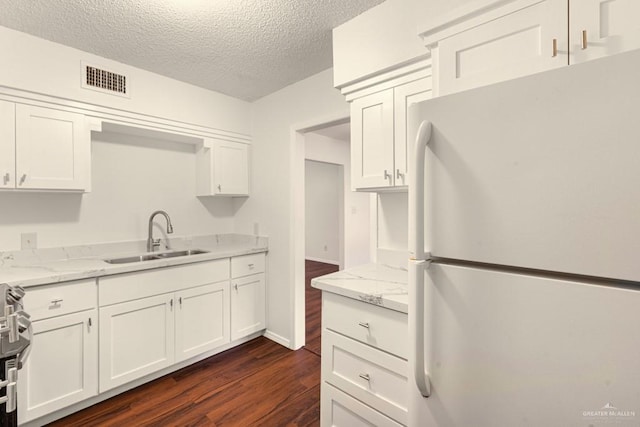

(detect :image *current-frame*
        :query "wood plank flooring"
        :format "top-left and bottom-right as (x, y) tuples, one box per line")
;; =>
(48, 260), (338, 427)
(305, 260), (339, 356)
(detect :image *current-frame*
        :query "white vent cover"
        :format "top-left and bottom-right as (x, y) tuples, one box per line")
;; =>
(81, 62), (129, 98)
■ ■ ■
Instructions to follow
Exactly how many lines in the material above mention the word "query"? Give the number and nothing besides.

Written solution
2